### Work instructions
Would you please write out only the lines running from the top of the listing through the one holding "Target: river", exactly, with both ends kept and pictures left out?

### Supplied records
====
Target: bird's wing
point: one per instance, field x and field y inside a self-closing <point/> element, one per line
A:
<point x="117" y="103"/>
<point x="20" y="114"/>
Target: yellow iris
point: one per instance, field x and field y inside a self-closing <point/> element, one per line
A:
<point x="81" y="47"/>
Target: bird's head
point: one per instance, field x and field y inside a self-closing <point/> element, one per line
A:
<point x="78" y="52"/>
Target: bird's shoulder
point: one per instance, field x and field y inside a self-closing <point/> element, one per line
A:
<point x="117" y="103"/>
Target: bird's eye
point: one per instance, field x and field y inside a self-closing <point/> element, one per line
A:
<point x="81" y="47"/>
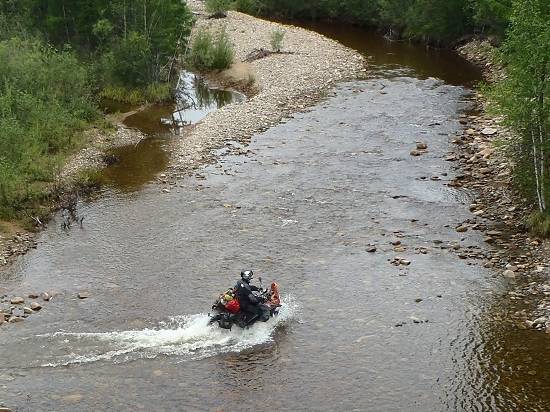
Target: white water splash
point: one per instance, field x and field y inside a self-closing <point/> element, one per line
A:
<point x="187" y="336"/>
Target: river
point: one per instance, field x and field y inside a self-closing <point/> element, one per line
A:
<point x="356" y="332"/>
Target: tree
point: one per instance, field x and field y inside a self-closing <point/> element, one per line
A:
<point x="523" y="95"/>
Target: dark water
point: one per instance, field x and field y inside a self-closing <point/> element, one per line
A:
<point x="301" y="209"/>
<point x="396" y="58"/>
<point x="139" y="164"/>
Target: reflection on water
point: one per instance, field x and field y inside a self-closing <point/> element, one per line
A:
<point x="397" y="58"/>
<point x="139" y="164"/>
<point x="515" y="361"/>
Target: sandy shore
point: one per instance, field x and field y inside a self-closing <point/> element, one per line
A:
<point x="521" y="257"/>
<point x="285" y="83"/>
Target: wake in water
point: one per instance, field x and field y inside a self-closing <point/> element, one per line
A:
<point x="187" y="336"/>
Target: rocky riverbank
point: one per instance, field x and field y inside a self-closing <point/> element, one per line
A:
<point x="499" y="209"/>
<point x="277" y="85"/>
<point x="285" y="83"/>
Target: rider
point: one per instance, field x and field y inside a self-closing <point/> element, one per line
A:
<point x="250" y="303"/>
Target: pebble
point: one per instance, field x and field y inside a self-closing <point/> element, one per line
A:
<point x="488" y="131"/>
<point x="509" y="274"/>
<point x="36" y="306"/>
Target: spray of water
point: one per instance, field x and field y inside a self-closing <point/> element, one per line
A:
<point x="189" y="337"/>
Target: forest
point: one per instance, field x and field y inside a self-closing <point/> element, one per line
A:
====
### Reply
Target: bird's wing
point: one per instance, field x and field y inside a self-closing <point/> element, one per line
A:
<point x="117" y="103"/>
<point x="20" y="114"/>
Target: yellow iris
point: one per instance, field x and field y inside a self-closing <point/> element, one per line
A:
<point x="81" y="47"/>
Target: bird's head
point: one per instance, field x and field y inside a self-closing <point/> element, one per line
A:
<point x="78" y="52"/>
Target: bird's shoulder
point: one per instance, field x and field y inside a self-closing <point/> element, one per line
A:
<point x="117" y="103"/>
Target: bird's eye
point: one per instance, field x and field y inside a self-closing <point/> element, one per line
A:
<point x="81" y="47"/>
Target: white water splash
point: one per instance, field x and field y inside a self-closing <point/> element, one per line
A:
<point x="187" y="336"/>
Target: river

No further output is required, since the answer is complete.